::: Quoted passage

Leasing (operating lease)
Lower upfront cost and flexibility to upgrade equipment at the end of the lease. Leasing can be tax‑efficient for some businesses but VAT and maintenance responsibilities differ from purchase.
Commercial/term loans
Term loans can fund plant purchases or build projects. They suit established businesses with security or strong cashflow. Repayments are fixed and terms vary.
Asset‑backed lending / secured loans
For high‑value cold stores or modular buildings, lenders may take security over the asset or other property. These deals can enable larger sums but involve covenants.
Invoice finance / seasonal working capital
If a purchase would strain day‑to‑day cashflow, short‑term working capital solutions — invoice discounting, factoring or short loans — can bridge the gap while capital finance is arranged.
Green finance & grants
Replacing old refrigeration with energy‑efficient kit may open access to green finance, preferential rates or local grant schemes. Speak with suppliers and your broker to explore available support for energy‑saving upgrades.
- Deposit: low to medium depending on product
- Term length: 1–7+ years (equipment and project dependent)
- Ownership: depends (hire purchase = owner at end; lease = usually not)
What equipment typically qualifies?
Common items that lenders will consider include static cold stores, blast freezers, chill rooms, refrigerated trailers, chillers, evaporators, insulated panels, packhouse conveyors, automated sorting and packing lines, temperature monitoring systems and energy‑efficiency retrofits. Used and refurbished kit can be financed but valuation and terms may differ from new equipment.

::::::
::: Extracted information

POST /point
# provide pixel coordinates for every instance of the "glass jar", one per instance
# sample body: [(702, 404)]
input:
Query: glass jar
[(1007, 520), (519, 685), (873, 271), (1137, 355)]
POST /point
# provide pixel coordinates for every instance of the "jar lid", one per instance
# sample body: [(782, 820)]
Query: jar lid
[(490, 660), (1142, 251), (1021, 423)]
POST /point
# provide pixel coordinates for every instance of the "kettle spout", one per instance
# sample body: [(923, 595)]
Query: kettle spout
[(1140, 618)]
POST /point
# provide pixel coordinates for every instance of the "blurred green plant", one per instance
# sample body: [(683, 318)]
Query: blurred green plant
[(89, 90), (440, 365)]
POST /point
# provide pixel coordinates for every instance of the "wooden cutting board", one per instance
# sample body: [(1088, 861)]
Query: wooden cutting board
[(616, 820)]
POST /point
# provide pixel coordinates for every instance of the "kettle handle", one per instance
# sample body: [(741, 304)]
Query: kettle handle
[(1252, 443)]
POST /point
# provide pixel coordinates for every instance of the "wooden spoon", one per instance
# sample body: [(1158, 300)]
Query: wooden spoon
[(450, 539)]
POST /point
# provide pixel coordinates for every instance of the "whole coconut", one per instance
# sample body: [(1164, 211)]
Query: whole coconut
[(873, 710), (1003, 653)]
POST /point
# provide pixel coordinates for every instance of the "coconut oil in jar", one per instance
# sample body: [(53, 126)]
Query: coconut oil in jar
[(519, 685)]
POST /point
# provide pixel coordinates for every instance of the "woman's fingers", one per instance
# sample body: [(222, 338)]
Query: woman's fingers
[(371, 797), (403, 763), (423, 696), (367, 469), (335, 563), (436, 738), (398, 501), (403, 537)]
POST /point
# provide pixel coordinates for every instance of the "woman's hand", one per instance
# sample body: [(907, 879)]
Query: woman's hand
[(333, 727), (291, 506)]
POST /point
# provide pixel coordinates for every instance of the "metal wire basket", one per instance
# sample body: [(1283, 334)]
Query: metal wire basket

::::::

[Problem details]:
Decide whether each statement below agrees with the equipment finance text, and quote the words from the text that settle it. 1. Term loans come with fixed repayments. 2. Used and refurbished equipment cannot be financed. 3. With a lease, the business usually owns the equipment at the end.

[Solution to this problem]:
1. Yes: "Repayments are fixed and terms vary."
2. No: "Used and refurbished kit can be financed but valuation and terms may differ from new equipment."
3. No: "lease = usually not"